• [SOURCE PASSAGE]
After Calbuzz posted Bob Naylor’s piece last week on why conservatives ought to oppose term limits, our friend Jon Fleischman at the Flashreport asked for an opportunity to tell Calbuzzers why a conservative might want to be for them. Although we’ve argued that term limits are one of the structural impediments to making California governable, we thought we’d give Jon a chance to argue otherwise to our readers.
By Jon Fleischman
Special to Calbuzz
When I first got involved in politics, at the age of nearly 20, I remember traveling to the Capitol and meeting and seeing a lot of state legislators. The most overwhelming thought that I carried away from that first trip was the realization that a whole lot of them had been serving in the Legislature since before I was born. I remember, along with so many others, looking with awe at Speaker Willie Brown, who was as close to king as you could get in California. And I remember being repulsed at a political process that could place so much power in the hands of one of 80 members of the California Assembly.

• [SOURCE DATA]
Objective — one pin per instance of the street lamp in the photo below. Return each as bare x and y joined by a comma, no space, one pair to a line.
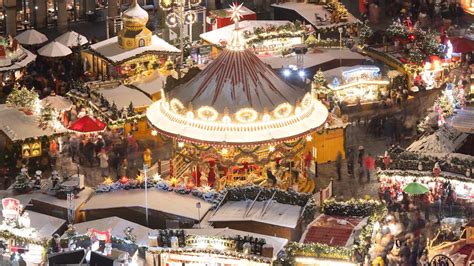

• [AIM]
In the piece arguing for term limits, who does Jon Fleischman recall viewing as about as close to king as anyone could get in California?

• [FINAL RESULT]
Speaker Willie Brown.